TASK DESCRIPTION:
Scan the entries below and extract each line with the word "trunk" in it.

Collected data entries
== Segment start ==

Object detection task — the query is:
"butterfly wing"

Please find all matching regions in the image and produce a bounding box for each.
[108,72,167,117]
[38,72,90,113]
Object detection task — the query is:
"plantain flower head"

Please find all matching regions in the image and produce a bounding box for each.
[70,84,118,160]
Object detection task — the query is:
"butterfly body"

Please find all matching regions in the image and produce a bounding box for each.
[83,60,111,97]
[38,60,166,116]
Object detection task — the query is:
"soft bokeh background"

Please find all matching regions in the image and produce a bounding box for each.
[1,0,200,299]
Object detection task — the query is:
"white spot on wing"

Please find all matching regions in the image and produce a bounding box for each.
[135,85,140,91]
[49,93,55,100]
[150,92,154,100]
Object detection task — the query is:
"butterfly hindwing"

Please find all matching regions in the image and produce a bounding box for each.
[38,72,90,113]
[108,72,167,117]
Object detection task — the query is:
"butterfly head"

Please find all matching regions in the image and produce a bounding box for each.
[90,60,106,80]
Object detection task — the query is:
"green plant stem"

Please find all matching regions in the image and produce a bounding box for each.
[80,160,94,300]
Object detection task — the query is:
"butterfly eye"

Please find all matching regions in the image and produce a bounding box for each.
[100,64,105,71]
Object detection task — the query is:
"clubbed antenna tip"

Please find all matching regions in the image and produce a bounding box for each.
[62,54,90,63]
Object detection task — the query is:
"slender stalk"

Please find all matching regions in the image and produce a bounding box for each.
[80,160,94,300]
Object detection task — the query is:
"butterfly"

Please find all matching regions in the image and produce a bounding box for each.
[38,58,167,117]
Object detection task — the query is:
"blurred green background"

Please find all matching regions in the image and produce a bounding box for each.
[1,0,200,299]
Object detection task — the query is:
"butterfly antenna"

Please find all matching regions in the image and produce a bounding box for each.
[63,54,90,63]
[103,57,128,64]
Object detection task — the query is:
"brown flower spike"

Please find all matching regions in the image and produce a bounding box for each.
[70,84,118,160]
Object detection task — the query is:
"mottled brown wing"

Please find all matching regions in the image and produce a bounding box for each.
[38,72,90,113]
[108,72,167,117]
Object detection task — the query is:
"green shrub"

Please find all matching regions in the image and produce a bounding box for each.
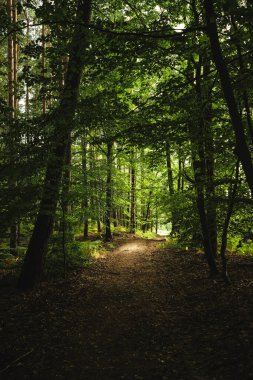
[45,236,103,277]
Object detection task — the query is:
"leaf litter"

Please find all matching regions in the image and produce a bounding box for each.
[0,236,253,379]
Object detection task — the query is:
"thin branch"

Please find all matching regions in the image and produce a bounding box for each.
[0,349,34,374]
[0,19,204,44]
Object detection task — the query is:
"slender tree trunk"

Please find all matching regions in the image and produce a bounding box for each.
[18,0,92,290]
[220,160,240,284]
[155,203,158,234]
[113,209,118,228]
[105,142,113,241]
[203,57,217,258]
[177,157,182,192]
[8,0,18,255]
[130,163,136,234]
[42,22,46,115]
[142,191,152,233]
[61,138,72,236]
[165,140,178,234]
[205,136,217,258]
[125,167,131,230]
[204,0,253,194]
[188,56,218,276]
[230,16,253,144]
[60,53,71,240]
[165,140,174,196]
[192,155,218,276]
[97,219,101,234]
[81,136,89,238]
[181,160,185,192]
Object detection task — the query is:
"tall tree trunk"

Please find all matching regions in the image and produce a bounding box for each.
[42,22,46,115]
[165,140,174,196]
[188,56,218,276]
[82,135,89,238]
[165,140,178,234]
[203,0,253,194]
[105,141,113,241]
[130,160,136,234]
[125,167,130,230]
[177,157,182,192]
[181,160,185,192]
[59,50,71,240]
[230,15,253,144]
[191,152,218,276]
[61,138,72,236]
[220,160,240,284]
[203,57,217,258]
[18,0,92,290]
[8,0,18,255]
[142,191,152,233]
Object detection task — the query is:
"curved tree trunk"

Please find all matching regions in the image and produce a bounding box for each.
[203,0,253,194]
[18,0,92,290]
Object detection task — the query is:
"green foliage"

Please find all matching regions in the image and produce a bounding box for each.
[135,230,158,239]
[2,0,253,284]
[45,237,104,277]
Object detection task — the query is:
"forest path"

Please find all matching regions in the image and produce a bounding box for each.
[1,236,253,380]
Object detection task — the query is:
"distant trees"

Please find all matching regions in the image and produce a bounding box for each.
[1,0,253,287]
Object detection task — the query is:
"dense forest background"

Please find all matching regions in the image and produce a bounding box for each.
[1,0,253,288]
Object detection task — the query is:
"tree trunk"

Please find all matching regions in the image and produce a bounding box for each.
[142,191,152,233]
[188,56,218,276]
[177,157,182,192]
[165,140,179,234]
[204,0,253,194]
[41,20,46,115]
[61,138,72,237]
[165,140,174,196]
[81,135,89,238]
[130,164,136,234]
[8,0,18,255]
[105,142,113,241]
[192,156,218,276]
[220,160,240,284]
[203,57,217,258]
[18,0,93,290]
[230,15,253,144]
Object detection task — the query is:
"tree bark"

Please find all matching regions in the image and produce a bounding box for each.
[204,0,253,194]
[165,140,174,196]
[165,140,178,234]
[188,55,218,276]
[130,162,136,234]
[220,160,240,284]
[8,0,18,255]
[81,135,89,238]
[142,190,152,233]
[192,154,218,276]
[18,0,92,290]
[105,142,113,241]
[203,57,217,258]
[230,15,253,144]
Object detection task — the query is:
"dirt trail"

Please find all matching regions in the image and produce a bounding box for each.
[0,237,253,380]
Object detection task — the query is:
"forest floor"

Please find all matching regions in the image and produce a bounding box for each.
[0,235,253,380]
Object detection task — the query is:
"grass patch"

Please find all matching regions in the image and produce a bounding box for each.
[135,230,158,239]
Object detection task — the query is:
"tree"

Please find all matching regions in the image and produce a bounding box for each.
[18,0,92,290]
[203,0,253,194]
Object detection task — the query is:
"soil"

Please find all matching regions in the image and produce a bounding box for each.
[0,236,253,380]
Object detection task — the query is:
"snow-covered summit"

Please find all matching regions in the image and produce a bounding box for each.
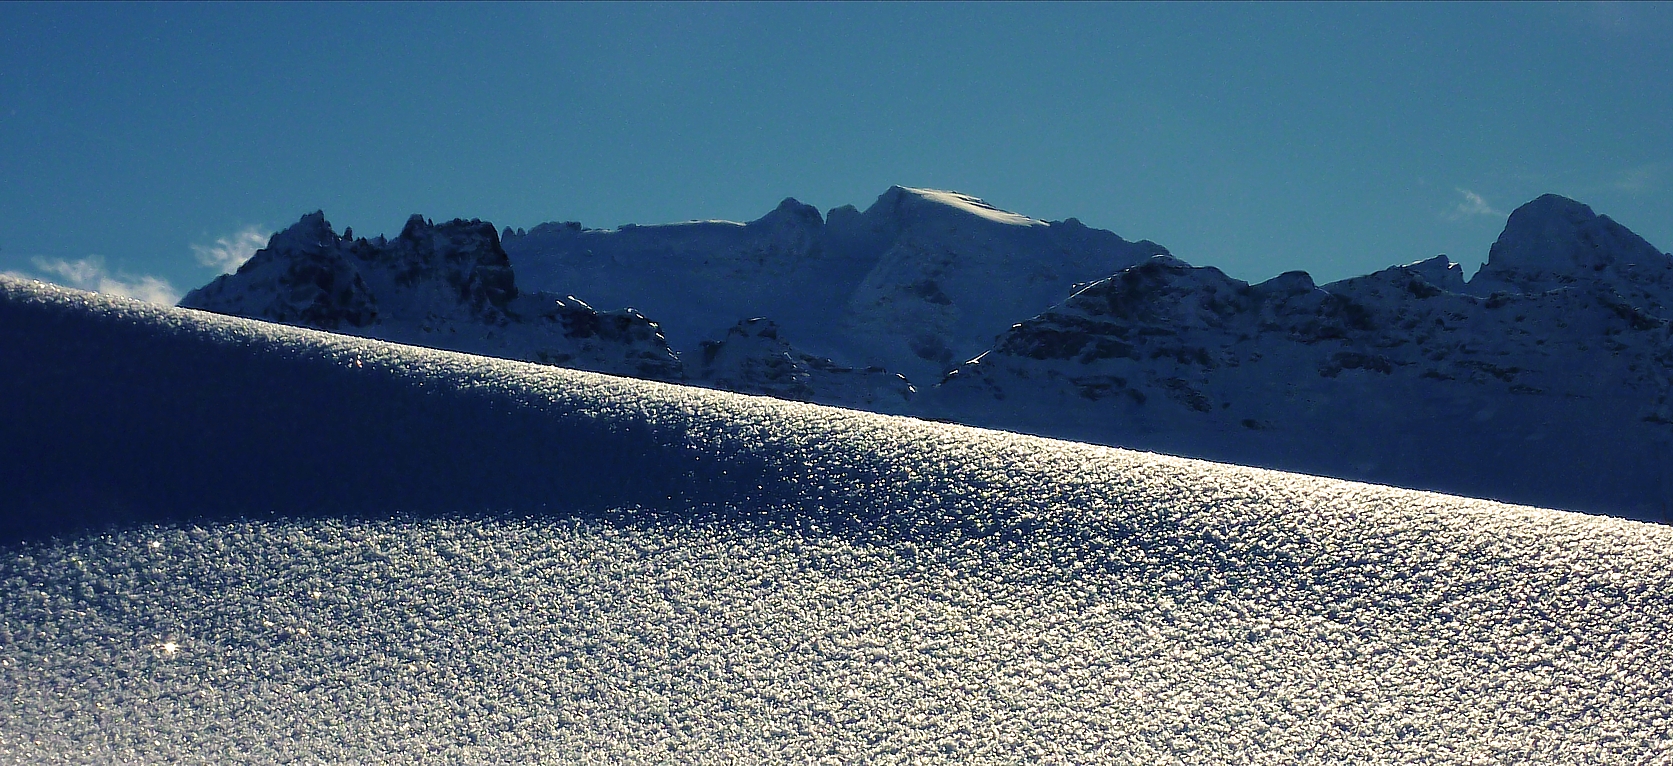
[866,185,1047,227]
[1482,194,1665,277]
[1470,193,1673,314]
[831,187,1167,381]
[502,186,1168,383]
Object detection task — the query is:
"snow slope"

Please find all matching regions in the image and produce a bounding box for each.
[3,276,1672,763]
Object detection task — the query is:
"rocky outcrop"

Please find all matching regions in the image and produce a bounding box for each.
[181,212,681,380]
[692,318,914,412]
[518,296,684,381]
[180,212,381,330]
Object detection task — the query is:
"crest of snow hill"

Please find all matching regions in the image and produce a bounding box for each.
[180,188,1673,520]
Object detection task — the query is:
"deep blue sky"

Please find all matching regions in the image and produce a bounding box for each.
[2,2,1669,302]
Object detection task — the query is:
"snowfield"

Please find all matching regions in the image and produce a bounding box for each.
[2,275,1671,763]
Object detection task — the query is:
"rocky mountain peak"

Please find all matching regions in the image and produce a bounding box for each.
[398,213,431,240]
[1476,194,1670,292]
[752,197,824,229]
[1253,270,1317,295]
[264,210,340,256]
[391,215,506,261]
[1402,255,1467,293]
[170,191,1673,519]
[181,211,683,381]
[373,215,517,313]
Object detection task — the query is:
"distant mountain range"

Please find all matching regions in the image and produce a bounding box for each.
[179,187,1673,520]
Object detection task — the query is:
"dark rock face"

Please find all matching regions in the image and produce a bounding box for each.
[267,248,379,330]
[183,212,379,330]
[957,246,1673,412]
[534,299,684,381]
[183,211,520,328]
[390,214,519,311]
[991,256,1393,377]
[697,319,817,401]
[692,318,915,411]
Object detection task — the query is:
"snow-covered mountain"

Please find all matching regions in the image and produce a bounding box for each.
[3,276,1672,763]
[174,190,1671,520]
[501,186,1168,383]
[1467,193,1673,312]
[926,195,1673,519]
[184,187,1165,409]
[180,211,683,380]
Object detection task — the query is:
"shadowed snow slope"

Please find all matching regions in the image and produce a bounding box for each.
[2,275,1671,763]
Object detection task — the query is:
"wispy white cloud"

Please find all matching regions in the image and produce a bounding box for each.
[19,256,181,305]
[192,225,268,274]
[1446,189,1503,221]
[1611,162,1665,194]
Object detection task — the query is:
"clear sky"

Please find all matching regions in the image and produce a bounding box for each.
[2,2,1669,303]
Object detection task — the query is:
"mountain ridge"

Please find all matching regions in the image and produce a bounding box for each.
[501,185,1169,381]
[181,211,684,381]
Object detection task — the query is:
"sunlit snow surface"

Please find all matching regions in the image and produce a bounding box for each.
[2,276,1671,763]
[892,187,1045,227]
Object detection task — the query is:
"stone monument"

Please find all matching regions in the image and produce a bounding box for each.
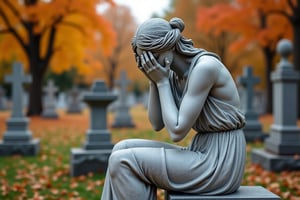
[252,39,300,171]
[237,66,265,142]
[0,62,40,156]
[42,79,58,118]
[70,80,117,176]
[111,70,135,128]
[66,85,82,114]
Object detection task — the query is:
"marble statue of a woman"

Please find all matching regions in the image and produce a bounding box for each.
[101,17,246,200]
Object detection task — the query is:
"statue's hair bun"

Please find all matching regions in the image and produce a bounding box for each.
[169,17,184,32]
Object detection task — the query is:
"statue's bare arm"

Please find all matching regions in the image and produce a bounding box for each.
[148,81,164,131]
[156,59,218,142]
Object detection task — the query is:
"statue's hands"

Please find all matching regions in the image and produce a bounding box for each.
[140,51,170,84]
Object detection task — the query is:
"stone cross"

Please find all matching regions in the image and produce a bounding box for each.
[115,70,131,104]
[112,70,135,128]
[42,79,58,118]
[5,62,31,117]
[237,66,264,142]
[237,66,260,112]
[0,62,40,156]
[44,80,58,102]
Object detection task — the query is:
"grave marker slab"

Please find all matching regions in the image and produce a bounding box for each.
[70,80,117,176]
[42,80,58,118]
[252,39,300,171]
[0,62,40,156]
[111,70,135,128]
[237,66,265,141]
[66,85,82,113]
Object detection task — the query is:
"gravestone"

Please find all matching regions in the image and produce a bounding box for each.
[111,70,135,128]
[66,86,82,113]
[0,86,8,110]
[237,66,265,142]
[42,79,58,118]
[0,62,40,156]
[57,92,67,109]
[70,80,117,176]
[252,39,300,171]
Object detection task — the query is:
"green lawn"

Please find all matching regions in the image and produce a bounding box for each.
[0,105,299,200]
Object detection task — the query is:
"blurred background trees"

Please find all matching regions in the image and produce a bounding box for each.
[0,0,299,116]
[0,0,116,116]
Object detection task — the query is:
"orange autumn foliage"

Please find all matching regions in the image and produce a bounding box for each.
[197,0,293,53]
[0,0,116,76]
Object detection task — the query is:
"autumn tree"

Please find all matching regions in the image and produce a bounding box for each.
[0,0,116,116]
[166,0,246,75]
[197,0,293,113]
[94,4,137,90]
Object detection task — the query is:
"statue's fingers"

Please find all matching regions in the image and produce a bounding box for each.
[141,55,152,74]
[147,51,158,66]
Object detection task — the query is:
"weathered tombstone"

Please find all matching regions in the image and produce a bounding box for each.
[42,79,58,119]
[0,86,8,110]
[57,92,67,109]
[0,62,40,156]
[70,80,117,177]
[252,39,300,171]
[237,66,265,142]
[66,85,82,114]
[111,70,135,128]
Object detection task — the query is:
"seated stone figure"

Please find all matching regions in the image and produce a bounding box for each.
[101,17,246,200]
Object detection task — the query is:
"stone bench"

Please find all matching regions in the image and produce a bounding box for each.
[165,186,281,200]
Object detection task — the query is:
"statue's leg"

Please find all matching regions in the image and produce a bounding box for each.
[103,146,203,200]
[112,138,182,152]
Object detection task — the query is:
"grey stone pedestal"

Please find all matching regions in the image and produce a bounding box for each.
[70,148,111,177]
[165,186,280,200]
[252,39,300,171]
[70,80,117,177]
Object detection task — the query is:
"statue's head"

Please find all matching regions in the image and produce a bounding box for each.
[131,17,204,69]
[131,17,185,54]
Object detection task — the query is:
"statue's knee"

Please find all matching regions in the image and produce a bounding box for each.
[108,150,131,178]
[112,140,129,152]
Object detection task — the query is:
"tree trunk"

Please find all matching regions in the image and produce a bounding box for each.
[263,47,275,114]
[26,72,43,116]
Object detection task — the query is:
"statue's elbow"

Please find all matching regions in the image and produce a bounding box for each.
[152,123,164,132]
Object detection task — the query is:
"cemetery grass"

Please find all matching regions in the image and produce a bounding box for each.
[0,105,300,200]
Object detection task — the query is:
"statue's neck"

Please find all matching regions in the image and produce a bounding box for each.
[172,53,192,79]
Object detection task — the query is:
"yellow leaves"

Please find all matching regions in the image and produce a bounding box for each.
[0,0,116,80]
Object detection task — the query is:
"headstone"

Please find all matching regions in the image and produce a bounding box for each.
[0,86,8,110]
[42,79,58,119]
[66,85,82,113]
[237,66,265,141]
[111,70,135,128]
[70,80,117,176]
[165,186,280,200]
[252,39,300,171]
[57,92,67,109]
[0,62,40,156]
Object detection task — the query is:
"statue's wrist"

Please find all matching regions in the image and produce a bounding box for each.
[157,79,169,88]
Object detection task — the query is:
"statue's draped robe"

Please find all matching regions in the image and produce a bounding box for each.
[101,52,246,200]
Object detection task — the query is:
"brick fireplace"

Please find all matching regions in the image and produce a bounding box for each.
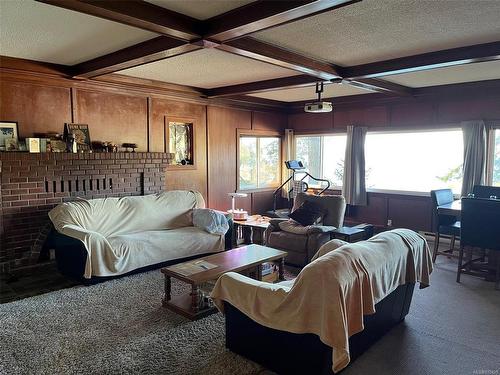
[0,152,172,275]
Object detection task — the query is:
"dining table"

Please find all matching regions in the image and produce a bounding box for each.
[437,199,461,217]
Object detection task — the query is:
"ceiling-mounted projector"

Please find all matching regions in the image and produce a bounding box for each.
[304,101,332,113]
[304,82,332,113]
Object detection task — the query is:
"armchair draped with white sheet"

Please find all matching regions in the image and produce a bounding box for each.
[212,229,432,374]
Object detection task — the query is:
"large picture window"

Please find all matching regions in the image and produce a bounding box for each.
[365,129,464,193]
[239,135,281,190]
[295,134,347,188]
[493,128,500,186]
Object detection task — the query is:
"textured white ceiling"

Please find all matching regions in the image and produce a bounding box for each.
[118,48,299,88]
[255,0,500,66]
[248,82,369,102]
[0,0,156,65]
[382,60,500,88]
[145,0,254,20]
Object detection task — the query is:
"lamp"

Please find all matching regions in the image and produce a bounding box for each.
[228,192,248,220]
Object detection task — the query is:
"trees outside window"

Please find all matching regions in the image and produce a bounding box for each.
[295,134,346,188]
[493,129,500,186]
[239,136,281,190]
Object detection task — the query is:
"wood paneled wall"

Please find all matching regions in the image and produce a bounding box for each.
[0,81,72,137]
[207,107,286,213]
[0,61,287,213]
[289,93,500,132]
[151,98,208,198]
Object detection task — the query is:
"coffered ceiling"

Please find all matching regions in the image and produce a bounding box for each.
[0,0,156,65]
[1,0,499,102]
[118,48,299,89]
[254,0,500,66]
[248,82,369,102]
[145,0,255,20]
[382,60,500,88]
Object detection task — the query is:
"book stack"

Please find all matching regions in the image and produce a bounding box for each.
[261,262,278,283]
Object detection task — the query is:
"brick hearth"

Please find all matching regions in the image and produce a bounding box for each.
[0,152,172,274]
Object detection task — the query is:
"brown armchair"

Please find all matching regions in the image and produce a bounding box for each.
[264,193,346,267]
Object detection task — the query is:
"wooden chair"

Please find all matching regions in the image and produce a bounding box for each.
[430,189,460,263]
[458,197,500,290]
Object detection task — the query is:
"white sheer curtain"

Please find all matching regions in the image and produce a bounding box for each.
[342,126,367,206]
[461,120,487,196]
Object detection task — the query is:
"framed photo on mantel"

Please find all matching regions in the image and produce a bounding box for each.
[64,123,91,151]
[0,121,19,151]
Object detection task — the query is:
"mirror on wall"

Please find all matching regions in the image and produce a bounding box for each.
[167,121,194,166]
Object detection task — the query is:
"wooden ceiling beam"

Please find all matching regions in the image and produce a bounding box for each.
[216,37,342,80]
[203,0,360,42]
[343,41,500,79]
[72,36,202,78]
[345,78,414,96]
[36,0,201,41]
[205,74,321,97]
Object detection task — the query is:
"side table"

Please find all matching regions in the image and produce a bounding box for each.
[331,224,374,242]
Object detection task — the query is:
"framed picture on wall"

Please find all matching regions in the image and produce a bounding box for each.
[5,138,19,151]
[64,123,91,151]
[0,121,19,151]
[165,117,195,166]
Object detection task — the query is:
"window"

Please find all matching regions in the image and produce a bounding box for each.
[295,134,347,188]
[493,129,500,186]
[239,135,281,190]
[365,129,464,193]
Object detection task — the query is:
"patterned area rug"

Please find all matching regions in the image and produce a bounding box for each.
[0,270,272,375]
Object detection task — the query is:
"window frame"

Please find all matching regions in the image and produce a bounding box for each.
[237,129,282,192]
[294,131,347,190]
[486,124,500,186]
[364,126,464,196]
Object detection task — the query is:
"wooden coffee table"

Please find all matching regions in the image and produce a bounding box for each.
[161,245,287,320]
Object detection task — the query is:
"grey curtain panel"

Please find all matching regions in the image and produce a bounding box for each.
[461,120,487,197]
[342,126,368,206]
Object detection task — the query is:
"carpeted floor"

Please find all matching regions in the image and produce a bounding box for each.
[1,257,499,375]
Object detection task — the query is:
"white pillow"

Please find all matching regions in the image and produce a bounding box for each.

== Segment end ==

EXERCISE RESULT:
"slender tree trunk"
"tall tree trunk"
"curved tree trunk"
"tree trunk"
"tree trunk"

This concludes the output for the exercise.